TAREFAS A FAZER:
**1.** Copie fielmente o trecho do texto sobre a licença-maternidade que começa nas palavras que contêm "1 – Os dois" e vai até "impacta na carreira.".
**2.** Liste todas as frases terminadas em ponto de interrogação no texto sobre a licença-maternidade, uma por linha e na ordem em que aparecem.

TEXTO EXTRAÍDO:
>>>

1 – Os dois meses adicionais não são obrigatórios, pois a solicitação da ampliação deve partir da própria funcionária da empresa. O que fica definido é que apenas grandes empresas poderão adotar o modelo. Pequenas e médias empresas continuarão a conceder o benefício de quatro meses.

2 – Quem paga o benefício estendido é a empresa, não o governo.

Tenho que admitir que, de início, a idéia me encantou. Oras, quem não gostaria de mais dois meses ao lado do filho que acabou de nascer? Cuidar melhor da criança, escolher melhor a pessoa que vai cuidar dele quando você voltar a trabalhar, ou até mesmo ter um tempo maior para decidir se quer ou não voltar a trabalhar. Todos esses pontos são importantes para uma mulher. É necessário planejar muito bem, para quem quer ter uma carreira sólida ou apenas um trabalho, o quanto isso impacta na carreira.

Analisando melhor, e vendo como outras mulheres em cargos importantes de grandes empresas escolhem como melhor conduzir suas carreiras, me peguei por um instante muito preocupada. Será que vou realmente conseguir seguir a carreira que escolhi? Será que vou ter que abrir mão dos meus sonhos para manter a vida profissional? Ou terei que antecipar a decisão de trabalhar por conta, abrindo um negócio próprio, para que eu possa seguir a minha vida como sempre desejei?

Mulheres que ocupam cargos importantes e eventualmente escolhem ter filhos, acabam seguindo por um caminho que a lei não julga muito correto: optam por desistir da licença de quatro meses, adotando regimes diferenciados de trabalho, como meio-período ou trabalhar em casa, por exemplo. Algumas realmente largam tudo para cuidar da família. Outras se afastam somente o tempo necessário para se recuperar do parto, ajeitar as coisas em casa e voltar ao trabalho.

Quando o primeiro texto da lei foi divulgado, o que se via nas empresas era curioso: mulheres ligadas à produção, ou que possuíam cargos mais baixos, comemoravam. Mulheres com cargos de chefia, ou com ambição e competência para chegar a isso, ficavam extremamente apreensivas.

<<<

LINHAS DE DADOS:
>>>

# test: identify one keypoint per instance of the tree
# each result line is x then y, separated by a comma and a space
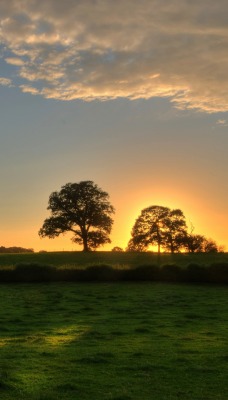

<<<

RESPOSTAS:
**1.**
1 – Os dois meses adicionais não são obrigatórios, pois a solicitação da ampliação deve partir da própria funcionária da empresa. O que fica definido é que apenas grandes empresas poderão adotar o modelo. Pequenas e médias empresas continuarão a conceder o benefício de quatro meses.

2 – Quem paga o benefício estendido é a empresa, não o governo.

Tenho que admitir que, de início, a idéia me encantou. Oras, quem não gostaria de mais dois meses ao lado do filho que acabou de nascer? Cuidar melhor da criança, escolher melhor a pessoa que vai cuidar dele quando você voltar a trabalhar, ou até mesmo ter um tempo maior para decidir se quer ou não voltar a trabalhar. Todos esses pontos são importantes para uma mulher. É necessário planejar muito bem, para quem quer ter uma carreira sólida ou apenas um trabalho, o quanto isso impacta na carreira.

**2.**
Oras, quem não gostaria de mais dois meses ao lado do filho que acabou de nascer?
Será que vou realmente conseguir seguir a carreira que escolhi?
Será que vou ter que abrir mão dos meus sonhos para manter a vida profissional?
Ou terei que antecipar a decisão de trabalhar por conta, abrindo um negócio próprio, para que eu possa seguir a minha vida como sempre desejei?